Reproduce the part of the forum thread on The Waves becoming a condo that runs from "I got the same" down to "(Nov 13, 2010)", without changing a word.

Selected extract
%%

# OC Md The Waves going Condo???More $$$



## gumbow719 (Nov 10, 2010)

Recently rec'd letter from East Coast Mg't re Creation od Condo Association to sell units off. Cost of that $20,000 plus take out a loan by Timeshare assoc for $200,000 to cover shortfalls in budget until condos sell. Last years maintenance fees on a (No Gold Crown) old aging building at the beach over $900 for 1 2 bdrm 2bath week. Read this from an expert on Real Estate in Ocean City MD.At best this is a flawed idea on many levels. First, the cost to start up a condo assoc is outrageous. Plus, one should have already been formed at the beginning (like Ocean Time). The times share association would have flowed from that. Second, the time share owners could give up control in this process to the whole owners (like Sea Time). Lastly, the condition of the building, the fact that it is time share and many more issues will prevent a buyer from getting financing.  What reasonable person would buy into a building where the units, building and finances are in such horrible shape?
Sounds like a scam for someone (East Coast, the Board or ?) to make some $


----------



## gumbow719 (Nov 10, 2010)

Owner Meeting 9 AM Dec 4th Near Annapolis Md at Sheraton Barcelo, on Jennifer road, near Restaurant Park, Parole exit (23/450) off Rt 50 East


----------



## cerralee (Nov 10, 2010)

I got the same letter.  The HOA president has been in place for a long time and each year just sites that the original ownership is getting older and can't afford to make payments, recession, non paying owners....on and on.  Other associations go after their non paying owners.  Not the Waves homeowners association...I just don't get it and there must be a better answer.  How about lets just sell the whole darn thing and split the proceeds between the paying owners!!


----------



## shar (Nov 13, 2010)

I do not own at the Waves, but would like to offer these comments as food for thought.

I am surprised that there is no association already for the Waves. What is governing your units?  Seems like there must be something in place that could used as a spring board.  Depending upon the attorney the cost to modify HOA docs or draw up from scratch can really vary. You want an atorney who speciializes in this.  I know two  Maryland attorneys who can provide this work. If someone is interested in their names I will be glad to pass along in a private email. I have this information from researching for my own HOA  primary home Association.  A lot of the cost is actually mailing and copying versions of documents before owners can vote and accept. 

I do own at Seatime and the association works well with about 50% full condo owners and 50% TS. The TS do have a say in the association as each unit has a representative that votes for that specific unit.  So if there was some way to convert some units too only TS and others for full ownership that might help you to bring up your income to maintain the building. 
If full units could be offered for sale then it could be done at an auction and advertised. If the units are going at a lower price then current OC pricing this may be an incentive to get them sold.

%%

Record set
%%

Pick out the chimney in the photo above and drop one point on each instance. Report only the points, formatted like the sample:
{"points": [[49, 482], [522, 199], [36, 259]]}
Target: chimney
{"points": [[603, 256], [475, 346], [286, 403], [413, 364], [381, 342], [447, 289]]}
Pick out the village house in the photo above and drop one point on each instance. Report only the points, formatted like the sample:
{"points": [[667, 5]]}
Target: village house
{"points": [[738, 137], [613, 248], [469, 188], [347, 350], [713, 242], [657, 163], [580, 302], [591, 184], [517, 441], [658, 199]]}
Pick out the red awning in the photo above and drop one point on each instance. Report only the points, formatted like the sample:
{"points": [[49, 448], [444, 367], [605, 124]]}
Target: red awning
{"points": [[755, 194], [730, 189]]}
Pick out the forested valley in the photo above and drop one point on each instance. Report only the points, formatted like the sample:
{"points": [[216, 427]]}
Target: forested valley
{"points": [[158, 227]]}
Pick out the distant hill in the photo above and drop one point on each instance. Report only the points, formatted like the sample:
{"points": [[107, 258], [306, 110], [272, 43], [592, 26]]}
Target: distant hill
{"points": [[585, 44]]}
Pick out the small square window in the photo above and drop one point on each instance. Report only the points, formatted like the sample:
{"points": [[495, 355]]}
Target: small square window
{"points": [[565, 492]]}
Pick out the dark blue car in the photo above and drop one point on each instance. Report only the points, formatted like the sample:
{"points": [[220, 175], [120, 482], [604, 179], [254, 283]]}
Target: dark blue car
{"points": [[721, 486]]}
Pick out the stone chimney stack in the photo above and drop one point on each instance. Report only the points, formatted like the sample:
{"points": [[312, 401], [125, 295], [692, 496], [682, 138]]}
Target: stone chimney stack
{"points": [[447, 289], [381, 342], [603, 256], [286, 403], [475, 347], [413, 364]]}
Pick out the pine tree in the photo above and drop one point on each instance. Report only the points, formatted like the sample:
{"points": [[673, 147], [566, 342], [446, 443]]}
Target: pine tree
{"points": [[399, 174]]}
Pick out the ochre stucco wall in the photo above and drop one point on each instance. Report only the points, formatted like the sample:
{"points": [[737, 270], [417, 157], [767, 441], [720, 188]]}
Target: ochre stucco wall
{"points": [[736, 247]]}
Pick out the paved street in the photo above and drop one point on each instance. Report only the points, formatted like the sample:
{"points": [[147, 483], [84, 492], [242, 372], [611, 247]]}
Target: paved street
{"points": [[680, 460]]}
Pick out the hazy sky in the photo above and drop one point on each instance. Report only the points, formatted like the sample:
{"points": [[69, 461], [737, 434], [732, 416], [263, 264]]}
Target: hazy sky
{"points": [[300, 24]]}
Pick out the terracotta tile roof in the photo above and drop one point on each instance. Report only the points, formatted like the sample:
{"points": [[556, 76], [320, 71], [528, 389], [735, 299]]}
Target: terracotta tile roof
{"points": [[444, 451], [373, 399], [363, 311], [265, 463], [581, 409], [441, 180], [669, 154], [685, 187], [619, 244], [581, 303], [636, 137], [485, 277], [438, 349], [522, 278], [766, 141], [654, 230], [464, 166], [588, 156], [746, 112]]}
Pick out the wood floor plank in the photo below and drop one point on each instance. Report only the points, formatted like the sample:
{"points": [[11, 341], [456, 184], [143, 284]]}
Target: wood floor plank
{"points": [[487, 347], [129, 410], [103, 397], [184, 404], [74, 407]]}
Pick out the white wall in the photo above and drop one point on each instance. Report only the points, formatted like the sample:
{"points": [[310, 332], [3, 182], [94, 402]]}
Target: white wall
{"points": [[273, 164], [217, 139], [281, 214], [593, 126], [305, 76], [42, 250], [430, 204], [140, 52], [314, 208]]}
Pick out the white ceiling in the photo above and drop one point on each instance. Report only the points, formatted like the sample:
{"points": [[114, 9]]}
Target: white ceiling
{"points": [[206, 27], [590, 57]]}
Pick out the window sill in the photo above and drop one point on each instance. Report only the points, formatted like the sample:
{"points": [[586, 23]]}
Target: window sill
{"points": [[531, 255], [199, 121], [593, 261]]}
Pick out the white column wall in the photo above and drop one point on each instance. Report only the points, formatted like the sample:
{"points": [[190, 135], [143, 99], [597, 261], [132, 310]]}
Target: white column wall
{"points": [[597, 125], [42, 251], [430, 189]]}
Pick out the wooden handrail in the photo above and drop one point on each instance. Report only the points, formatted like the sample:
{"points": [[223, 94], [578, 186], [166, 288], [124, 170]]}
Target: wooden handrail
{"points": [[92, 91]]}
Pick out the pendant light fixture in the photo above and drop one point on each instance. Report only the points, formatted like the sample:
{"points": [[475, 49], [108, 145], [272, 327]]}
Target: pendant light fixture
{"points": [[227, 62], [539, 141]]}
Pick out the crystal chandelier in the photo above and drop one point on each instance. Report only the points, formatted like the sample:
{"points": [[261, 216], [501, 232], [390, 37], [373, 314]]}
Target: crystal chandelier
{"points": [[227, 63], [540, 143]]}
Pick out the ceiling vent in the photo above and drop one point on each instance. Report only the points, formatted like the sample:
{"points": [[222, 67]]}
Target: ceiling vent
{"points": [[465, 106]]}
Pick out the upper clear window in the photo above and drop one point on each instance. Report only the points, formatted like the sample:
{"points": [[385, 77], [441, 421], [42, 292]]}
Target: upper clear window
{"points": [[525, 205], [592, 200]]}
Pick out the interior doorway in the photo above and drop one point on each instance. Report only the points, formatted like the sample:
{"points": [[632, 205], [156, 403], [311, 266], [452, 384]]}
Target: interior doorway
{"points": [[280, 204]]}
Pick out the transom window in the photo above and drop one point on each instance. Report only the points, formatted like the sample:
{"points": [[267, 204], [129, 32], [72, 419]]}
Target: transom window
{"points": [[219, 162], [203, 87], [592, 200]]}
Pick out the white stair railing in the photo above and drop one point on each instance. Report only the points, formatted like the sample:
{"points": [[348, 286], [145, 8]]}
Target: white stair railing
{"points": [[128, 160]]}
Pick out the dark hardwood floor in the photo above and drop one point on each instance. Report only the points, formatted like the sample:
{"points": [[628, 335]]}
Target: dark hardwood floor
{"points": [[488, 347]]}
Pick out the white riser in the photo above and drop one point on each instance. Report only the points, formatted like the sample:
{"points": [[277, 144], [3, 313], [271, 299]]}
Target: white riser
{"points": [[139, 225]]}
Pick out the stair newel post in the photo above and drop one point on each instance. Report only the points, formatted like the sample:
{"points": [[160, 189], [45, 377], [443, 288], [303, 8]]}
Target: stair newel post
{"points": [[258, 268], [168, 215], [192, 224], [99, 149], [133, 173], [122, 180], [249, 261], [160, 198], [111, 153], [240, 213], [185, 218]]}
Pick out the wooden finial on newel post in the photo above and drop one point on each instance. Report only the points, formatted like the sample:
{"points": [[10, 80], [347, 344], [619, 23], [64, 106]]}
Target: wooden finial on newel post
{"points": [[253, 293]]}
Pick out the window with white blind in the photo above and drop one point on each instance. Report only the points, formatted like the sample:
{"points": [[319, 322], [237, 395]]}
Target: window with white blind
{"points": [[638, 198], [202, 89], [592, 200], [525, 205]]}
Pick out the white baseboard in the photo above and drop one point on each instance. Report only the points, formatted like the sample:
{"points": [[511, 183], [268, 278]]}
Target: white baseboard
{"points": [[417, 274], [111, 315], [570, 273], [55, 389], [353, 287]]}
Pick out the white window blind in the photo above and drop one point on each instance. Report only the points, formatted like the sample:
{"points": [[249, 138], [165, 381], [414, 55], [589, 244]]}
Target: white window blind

%%

Result of this exercise
I got the same letter.  The HOA president has been in place for a long time and each year just sites that the original ownership is getting older and can't afford to make payments, recession, non paying owners....on and on.  Other associations go after their non paying owners.  Not the Waves homeowners association...I just don't get it and there must be a better answer.  How about lets just sell the whole darn thing and split the proceeds between the paying owners!!


----------



## shar (Nov 13, 2010)